What the task requires: Give the data again exactly as written, skipping any pictures.

- - - -

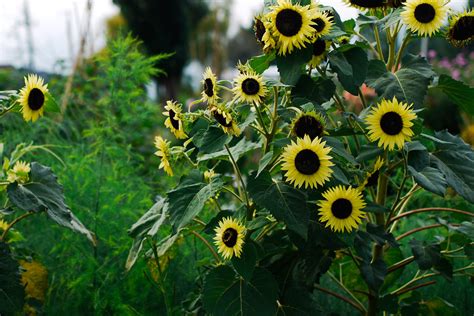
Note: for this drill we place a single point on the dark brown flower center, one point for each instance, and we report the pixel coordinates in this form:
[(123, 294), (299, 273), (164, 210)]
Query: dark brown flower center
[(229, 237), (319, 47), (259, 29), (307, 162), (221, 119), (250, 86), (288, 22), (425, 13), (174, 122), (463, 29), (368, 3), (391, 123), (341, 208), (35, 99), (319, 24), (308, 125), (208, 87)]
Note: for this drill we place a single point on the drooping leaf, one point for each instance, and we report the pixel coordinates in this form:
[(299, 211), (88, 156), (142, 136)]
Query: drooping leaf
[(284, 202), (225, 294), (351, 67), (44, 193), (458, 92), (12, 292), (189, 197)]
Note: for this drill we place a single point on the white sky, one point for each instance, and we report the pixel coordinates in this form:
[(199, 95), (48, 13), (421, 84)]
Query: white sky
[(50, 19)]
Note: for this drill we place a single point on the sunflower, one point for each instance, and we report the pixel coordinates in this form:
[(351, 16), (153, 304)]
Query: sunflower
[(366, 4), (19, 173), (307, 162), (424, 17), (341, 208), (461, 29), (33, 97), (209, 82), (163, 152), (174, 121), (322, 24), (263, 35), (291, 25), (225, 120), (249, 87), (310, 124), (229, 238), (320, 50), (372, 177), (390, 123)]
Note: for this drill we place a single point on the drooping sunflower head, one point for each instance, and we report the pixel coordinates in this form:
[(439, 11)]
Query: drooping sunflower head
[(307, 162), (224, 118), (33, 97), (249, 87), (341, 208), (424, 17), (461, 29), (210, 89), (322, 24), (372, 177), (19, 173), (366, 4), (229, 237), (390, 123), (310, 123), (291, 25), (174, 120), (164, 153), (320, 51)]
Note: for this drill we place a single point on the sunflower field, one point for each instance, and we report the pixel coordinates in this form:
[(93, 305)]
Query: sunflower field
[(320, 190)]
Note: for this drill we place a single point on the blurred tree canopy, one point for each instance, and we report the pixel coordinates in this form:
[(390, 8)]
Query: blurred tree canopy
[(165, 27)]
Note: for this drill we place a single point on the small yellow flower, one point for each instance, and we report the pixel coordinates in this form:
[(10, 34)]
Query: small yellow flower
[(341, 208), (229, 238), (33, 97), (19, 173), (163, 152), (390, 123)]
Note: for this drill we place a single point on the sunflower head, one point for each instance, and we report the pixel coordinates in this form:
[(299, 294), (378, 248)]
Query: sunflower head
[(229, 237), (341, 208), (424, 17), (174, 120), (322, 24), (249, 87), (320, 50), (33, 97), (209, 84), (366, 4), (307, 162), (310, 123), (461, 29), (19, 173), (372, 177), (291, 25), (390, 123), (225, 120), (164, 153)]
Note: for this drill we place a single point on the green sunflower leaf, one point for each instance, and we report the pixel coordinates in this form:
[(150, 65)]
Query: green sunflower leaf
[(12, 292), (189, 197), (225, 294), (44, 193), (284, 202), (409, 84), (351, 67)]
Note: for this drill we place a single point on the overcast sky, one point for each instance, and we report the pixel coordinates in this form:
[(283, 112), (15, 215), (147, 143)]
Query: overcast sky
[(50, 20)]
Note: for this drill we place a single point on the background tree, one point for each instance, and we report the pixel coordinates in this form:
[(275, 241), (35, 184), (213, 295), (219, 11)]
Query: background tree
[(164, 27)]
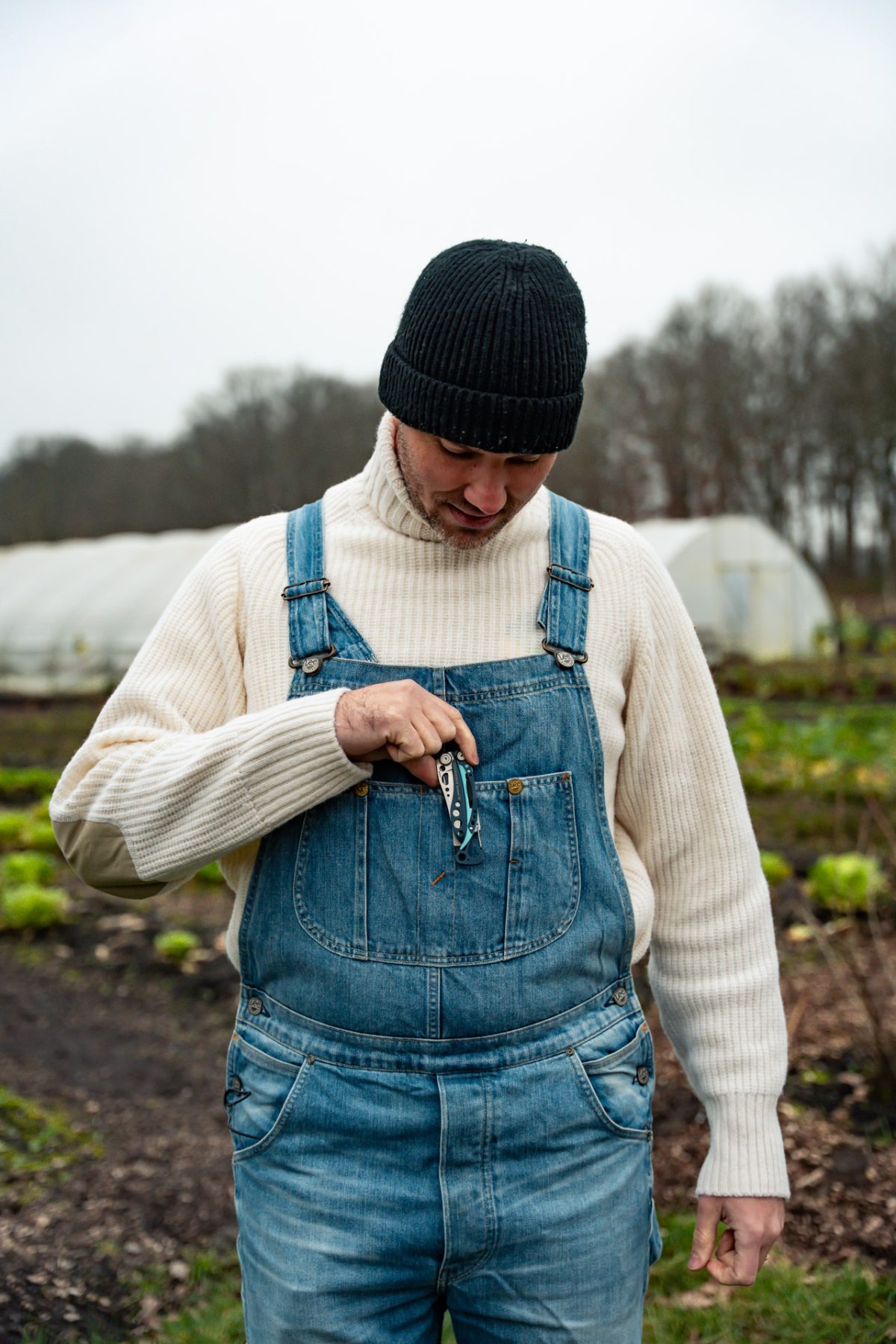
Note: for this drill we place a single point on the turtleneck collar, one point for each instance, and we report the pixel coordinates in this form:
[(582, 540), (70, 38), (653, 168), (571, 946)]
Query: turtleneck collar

- - - -

Solved problem:
Note: for this drill we place a single point on the dark brown flower center, one point for each instance, and we report the pixel coordinates in this form:
[(123, 294), (299, 273), (164, 210)]
Query: dark brown flower center
[(229, 237), (319, 47), (259, 29), (307, 162), (221, 119), (250, 86), (288, 22), (425, 13), (174, 122), (463, 29), (368, 3), (391, 123), (341, 208), (35, 99), (319, 24), (308, 125), (208, 87)]
Note: for this drill we place a single point on the drooping leaf, one point for each instance, and we report the pixel coordinates in this form:
[(299, 211), (88, 156), (142, 136)]
Query: drooping leaf
[(284, 202), (225, 294), (351, 67), (44, 193), (458, 92), (12, 292), (189, 197)]
Note: for this drill we place a single point on the white sky, one point for each instance, and we report the pixel coordinates in this form:
[(199, 95), (48, 13), (421, 84)]
Query: white sky
[(50, 19)]
Note: for this drill we place a single point on the sunflower, one point for each instance, and we report the pixel coordinates in this form:
[(351, 16), (153, 304)]
Query: sunflower
[(366, 4), (19, 173), (307, 162), (424, 17), (341, 208), (461, 29), (33, 97), (209, 82), (163, 152), (174, 121), (322, 24), (263, 35), (291, 25), (225, 120), (249, 87), (310, 124), (229, 238), (320, 50), (372, 177), (390, 123)]
Note: for this drill we place a single point on the drooping sunflower head, one point for each instance, and we report the pixel coordinates in this form:
[(439, 11)]
Query: drooping sunflower head
[(307, 162), (224, 118), (33, 97), (249, 87), (341, 208), (424, 17), (461, 29), (210, 89), (322, 24), (372, 177), (19, 173), (366, 4), (229, 237), (390, 123), (310, 123), (291, 25), (174, 120), (164, 153), (320, 51)]
Note: for this drill we place a single point on the sunflower field, one point for each instance, and we report the pixel coordinates in this form:
[(93, 305)]
Query: sunflower field
[(320, 190)]
Note: for this drill we place a single point on the blurred tree canopy, one point for each instance, and we report the pixel coordinates in this form:
[(390, 8)]
Query: blurred tree canopy
[(165, 27)]
Note: for this drill we place a single point on the small yellow flower, one point for each instance, and we report the pixel coordinates in this form:
[(10, 34)]
Query: small yellow flower
[(341, 208), (229, 238), (33, 97), (19, 173), (163, 152), (390, 123)]
Note: for this drill we place a single point on the sunflower head, one point for each instance, and we report the pixel coordinates in this form:
[(299, 294), (378, 248)]
Query: sunflower head
[(229, 237), (341, 208), (424, 17), (174, 120), (322, 24), (249, 87), (320, 50), (33, 97), (209, 84), (366, 4), (307, 162), (310, 123), (461, 29), (19, 173), (372, 177), (291, 25), (390, 123), (225, 120), (164, 153)]
Note: for this drill we place a single point on the green sunflower leaf, one point for each instance, and we report the pixel coordinates in this form:
[(150, 65)]
Query: green sunflower leaf
[(12, 292), (189, 197), (225, 294), (44, 193), (284, 202), (409, 84), (351, 67)]
Note: for this drill we place a single point on the overcast sky, one point for each instance, and we report the pixel coordinates in this form:
[(283, 112), (15, 215), (147, 143)]
Query: overcast sky
[(50, 20)]
Note: for this drill we place a single point on the background tree, one point for each instance, and we report the pixel coordinates in this form:
[(275, 241), (35, 184), (213, 295), (219, 11)]
Query: background tree
[(164, 27)]
Note: for this drill we place a single point on the turtleneck collar, one point for each instance, and we report the pixel coordinates in this form:
[(582, 540), (70, 38), (653, 168), (571, 946)]
Query: turtleneck collar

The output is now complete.